» **Items from a data source**:
********

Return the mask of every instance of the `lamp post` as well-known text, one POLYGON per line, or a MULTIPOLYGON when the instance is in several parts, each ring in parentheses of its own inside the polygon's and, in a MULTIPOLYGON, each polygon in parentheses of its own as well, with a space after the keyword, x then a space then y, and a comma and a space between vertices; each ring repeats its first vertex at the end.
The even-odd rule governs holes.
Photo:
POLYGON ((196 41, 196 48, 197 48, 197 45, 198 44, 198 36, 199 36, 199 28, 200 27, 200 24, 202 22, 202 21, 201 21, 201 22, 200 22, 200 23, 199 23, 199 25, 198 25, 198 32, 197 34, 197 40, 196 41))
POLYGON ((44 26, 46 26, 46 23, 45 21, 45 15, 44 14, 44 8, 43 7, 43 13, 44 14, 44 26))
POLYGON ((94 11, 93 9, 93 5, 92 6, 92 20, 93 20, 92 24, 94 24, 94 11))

********

» **WHAT THE EXERCISE ASKS**:
All of the entries above should be written out again exactly.

» **FINAL ANSWER**:
Return the mask of every instance of the `lamp post` as well-known text, one POLYGON per line, or a MULTIPOLYGON when the instance is in several parts, each ring in parentheses of its own inside the polygon's and, in a MULTIPOLYGON, each polygon in parentheses of its own as well, with a space after the keyword, x then a space then y, and a comma and a space between vertices; each ring repeats its first vertex at the end.
The even-odd rule governs holes.
Photo:
POLYGON ((196 41, 196 48, 197 48, 197 45, 198 44, 198 36, 199 36, 199 28, 200 27, 200 24, 202 22, 202 21, 201 21, 201 22, 200 22, 200 23, 199 23, 199 25, 198 25, 198 32, 197 34, 197 40, 196 41))
POLYGON ((44 26, 46 26, 46 23, 45 21, 45 15, 44 14, 44 8, 43 7, 43 13, 44 14, 44 26))
POLYGON ((94 11, 93 9, 93 5, 92 6, 92 20, 93 20, 92 24, 94 24, 94 11))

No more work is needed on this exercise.